> TO BE DONE: Rewrite all of the data below, replacing every "put down" with "place" and leaving everything else unchanged.

> PROVIDED DATA:
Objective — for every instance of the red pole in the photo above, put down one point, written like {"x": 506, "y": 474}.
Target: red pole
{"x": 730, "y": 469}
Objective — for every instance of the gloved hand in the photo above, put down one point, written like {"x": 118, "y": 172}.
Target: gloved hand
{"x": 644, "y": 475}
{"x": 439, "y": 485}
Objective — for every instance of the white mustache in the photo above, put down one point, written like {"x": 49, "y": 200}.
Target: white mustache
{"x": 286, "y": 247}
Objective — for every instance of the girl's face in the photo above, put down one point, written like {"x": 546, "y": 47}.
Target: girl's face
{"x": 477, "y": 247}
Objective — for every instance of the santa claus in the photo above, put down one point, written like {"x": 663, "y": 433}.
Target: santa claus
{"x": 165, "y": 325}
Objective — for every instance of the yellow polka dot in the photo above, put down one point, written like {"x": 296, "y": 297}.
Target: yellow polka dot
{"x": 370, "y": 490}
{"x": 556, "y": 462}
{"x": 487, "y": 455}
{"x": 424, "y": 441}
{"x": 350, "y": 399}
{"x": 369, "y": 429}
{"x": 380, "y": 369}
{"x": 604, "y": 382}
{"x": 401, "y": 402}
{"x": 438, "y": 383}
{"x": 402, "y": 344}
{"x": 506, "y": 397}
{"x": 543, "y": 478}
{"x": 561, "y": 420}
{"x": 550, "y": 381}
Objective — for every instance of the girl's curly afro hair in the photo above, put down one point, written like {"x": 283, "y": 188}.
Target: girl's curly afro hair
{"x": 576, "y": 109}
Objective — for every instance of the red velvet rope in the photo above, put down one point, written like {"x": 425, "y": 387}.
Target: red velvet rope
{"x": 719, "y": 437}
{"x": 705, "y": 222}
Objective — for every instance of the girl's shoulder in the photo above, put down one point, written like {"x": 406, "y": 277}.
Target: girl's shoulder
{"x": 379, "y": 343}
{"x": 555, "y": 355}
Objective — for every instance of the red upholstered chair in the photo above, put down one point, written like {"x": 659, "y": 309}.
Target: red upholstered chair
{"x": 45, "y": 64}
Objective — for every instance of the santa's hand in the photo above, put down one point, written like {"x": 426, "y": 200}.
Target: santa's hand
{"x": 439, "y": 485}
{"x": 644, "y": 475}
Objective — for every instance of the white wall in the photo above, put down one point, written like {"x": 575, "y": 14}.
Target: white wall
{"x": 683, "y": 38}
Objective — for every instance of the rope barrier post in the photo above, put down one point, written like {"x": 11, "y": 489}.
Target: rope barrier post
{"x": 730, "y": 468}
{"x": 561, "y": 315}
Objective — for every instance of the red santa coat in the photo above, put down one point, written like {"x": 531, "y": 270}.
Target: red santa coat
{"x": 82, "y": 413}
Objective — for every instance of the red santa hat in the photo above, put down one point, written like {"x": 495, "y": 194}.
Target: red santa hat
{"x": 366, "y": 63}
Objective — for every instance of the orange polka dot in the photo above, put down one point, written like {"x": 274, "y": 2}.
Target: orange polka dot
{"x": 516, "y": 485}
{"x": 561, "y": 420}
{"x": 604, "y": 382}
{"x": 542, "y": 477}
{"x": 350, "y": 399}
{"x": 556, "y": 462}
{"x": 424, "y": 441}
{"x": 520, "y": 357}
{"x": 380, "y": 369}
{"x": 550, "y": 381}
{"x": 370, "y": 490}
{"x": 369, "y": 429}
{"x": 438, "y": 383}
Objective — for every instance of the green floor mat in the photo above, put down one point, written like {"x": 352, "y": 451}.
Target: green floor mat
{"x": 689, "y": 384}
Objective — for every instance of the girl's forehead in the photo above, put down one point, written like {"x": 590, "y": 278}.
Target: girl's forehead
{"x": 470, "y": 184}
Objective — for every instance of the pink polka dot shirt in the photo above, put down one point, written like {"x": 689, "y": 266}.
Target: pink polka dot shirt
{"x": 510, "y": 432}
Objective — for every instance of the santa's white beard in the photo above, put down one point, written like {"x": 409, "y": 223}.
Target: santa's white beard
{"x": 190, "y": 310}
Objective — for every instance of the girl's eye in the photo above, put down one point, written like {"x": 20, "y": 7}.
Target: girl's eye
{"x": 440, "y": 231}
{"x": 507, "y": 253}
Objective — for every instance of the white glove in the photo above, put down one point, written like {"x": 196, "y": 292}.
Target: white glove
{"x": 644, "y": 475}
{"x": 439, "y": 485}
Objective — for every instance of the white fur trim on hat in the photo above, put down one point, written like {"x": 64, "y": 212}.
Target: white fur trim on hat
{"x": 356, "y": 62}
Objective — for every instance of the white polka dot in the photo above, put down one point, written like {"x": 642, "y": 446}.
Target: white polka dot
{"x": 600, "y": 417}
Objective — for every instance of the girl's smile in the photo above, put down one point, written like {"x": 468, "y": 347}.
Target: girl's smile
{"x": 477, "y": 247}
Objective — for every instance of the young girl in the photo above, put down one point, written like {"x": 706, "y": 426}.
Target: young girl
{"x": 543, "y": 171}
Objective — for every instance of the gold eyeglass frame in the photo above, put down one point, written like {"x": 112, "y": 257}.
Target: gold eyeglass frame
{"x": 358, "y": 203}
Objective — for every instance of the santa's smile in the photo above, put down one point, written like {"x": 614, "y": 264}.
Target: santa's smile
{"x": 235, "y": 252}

> PROBLEM SOLUTION:
Objective — for every instance of the red pole in the photo above, place one point, written like {"x": 506, "y": 474}.
Target: red pole
{"x": 730, "y": 469}
Objective — for every instance of the gloved hand in the photo above, place one point, written like {"x": 118, "y": 172}.
Target: gloved hand
{"x": 644, "y": 475}
{"x": 439, "y": 485}
Objective — for every instance of the white mustache in the photo above, place one point, written like {"x": 49, "y": 200}.
Target: white mustache
{"x": 286, "y": 247}
Objective — for every instance of the girl's face in the photo above, place one point, written like {"x": 546, "y": 47}.
Target: girl's face
{"x": 477, "y": 247}
Objective — for every instance of the santa claus in the photo above, place one point, written like {"x": 663, "y": 433}.
Target: santa claus
{"x": 165, "y": 325}
Objective — for every instance of the yellow polka dot in the photo above, place one point, written like {"x": 296, "y": 297}.
Target: yellow polka dot
{"x": 370, "y": 490}
{"x": 556, "y": 462}
{"x": 487, "y": 455}
{"x": 424, "y": 441}
{"x": 350, "y": 399}
{"x": 369, "y": 429}
{"x": 380, "y": 369}
{"x": 604, "y": 382}
{"x": 401, "y": 402}
{"x": 438, "y": 383}
{"x": 402, "y": 344}
{"x": 506, "y": 397}
{"x": 543, "y": 478}
{"x": 561, "y": 420}
{"x": 550, "y": 381}
Objective — for every instance of the girl's curly afro hair in the photo above, place one point, written like {"x": 283, "y": 188}.
Target: girl's curly afro hair
{"x": 576, "y": 109}
Objective — for every instance of the red velvet rope in the photo above, place one point, written like {"x": 425, "y": 387}.
Target: red velvet rope
{"x": 719, "y": 437}
{"x": 705, "y": 222}
Objective — for every instance of the girl's shoulder in the photo above, place one point, written like {"x": 406, "y": 277}.
Target: girl's shoulder
{"x": 379, "y": 343}
{"x": 555, "y": 355}
Objective — for every instance of the red upholstered chair in the photo above, place one point, written like {"x": 659, "y": 309}.
Target: red upholstered chair
{"x": 45, "y": 64}
Objective — for every instance of the santa's hand in the photo above, place one point, written like {"x": 426, "y": 200}.
Target: santa's hand
{"x": 439, "y": 485}
{"x": 644, "y": 475}
Objective — for every instance of the white wall in the photo above, place one point, written like {"x": 575, "y": 14}.
Target: white wall
{"x": 683, "y": 38}
Objective — for every instance of the rope barrier post in the photo above, place one point, written like {"x": 11, "y": 489}.
Target: rope barrier post
{"x": 730, "y": 468}
{"x": 561, "y": 315}
Objective — for every instance of the red santa coat in the photo above, place one point, written like {"x": 531, "y": 270}.
Target: red santa coat
{"x": 82, "y": 413}
Objective — for every instance of the red santa hat in the photo above, place one point, written like {"x": 495, "y": 194}.
Target: red santa hat
{"x": 366, "y": 63}
Objective — for every instance of the orange polka dot in the photo above, place one point, written like {"x": 274, "y": 2}.
Target: orange polka dot
{"x": 516, "y": 485}
{"x": 561, "y": 420}
{"x": 604, "y": 382}
{"x": 542, "y": 477}
{"x": 350, "y": 399}
{"x": 556, "y": 462}
{"x": 424, "y": 441}
{"x": 520, "y": 357}
{"x": 380, "y": 369}
{"x": 550, "y": 381}
{"x": 370, "y": 490}
{"x": 369, "y": 429}
{"x": 438, "y": 383}
Objective — for every instance of the green floor mat in the photo above, place one point, written like {"x": 352, "y": 451}.
Target: green floor mat
{"x": 689, "y": 384}
Objective — for every instance of the girl's forehead in the photo above, place one point, written like {"x": 590, "y": 278}.
Target: girl's forehead
{"x": 470, "y": 184}
Objective — for every instance of the pink polka dot shirt in the photo above, place one point, written like {"x": 689, "y": 266}.
Target: pink polka dot shirt
{"x": 510, "y": 432}
Objective — for every instance of the santa's white beard in the photo above, place one point, written like {"x": 409, "y": 223}.
Target: santa's white beard
{"x": 190, "y": 310}
Objective — for every instance of the girl's eye in the photo above, place one point, written like {"x": 20, "y": 7}.
Target: girl's eye
{"x": 440, "y": 231}
{"x": 507, "y": 253}
Objective — for every instance of the white glove in the photo above, place one point, written like {"x": 196, "y": 292}.
Target: white glove
{"x": 644, "y": 475}
{"x": 439, "y": 485}
Objective — for every instance of the white fur trim on hat in the photo above, place one point, written like {"x": 64, "y": 212}.
Target: white fur trim on hat
{"x": 356, "y": 62}
Objective — for every instance of the white polka dot in the photo above, place one point, written like {"x": 642, "y": 446}.
Target: white polka dot
{"x": 600, "y": 417}
Objective — for every instance of the girl's smile in the photo above, place one point, written like {"x": 468, "y": 347}.
Target: girl's smile
{"x": 477, "y": 247}
Objective — for every instance of the young girl in the photo above, place one point, written like {"x": 706, "y": 426}.
Target: young girl
{"x": 543, "y": 171}
Objective — for every instance of the gold eyeglass frame in the photo above, place one point, written like {"x": 112, "y": 257}.
Target: gold eyeglass frame
{"x": 358, "y": 203}
Objective — for every instance of the santa's smile in the photo above, place one point, written like {"x": 614, "y": 264}.
Target: santa's smile
{"x": 235, "y": 252}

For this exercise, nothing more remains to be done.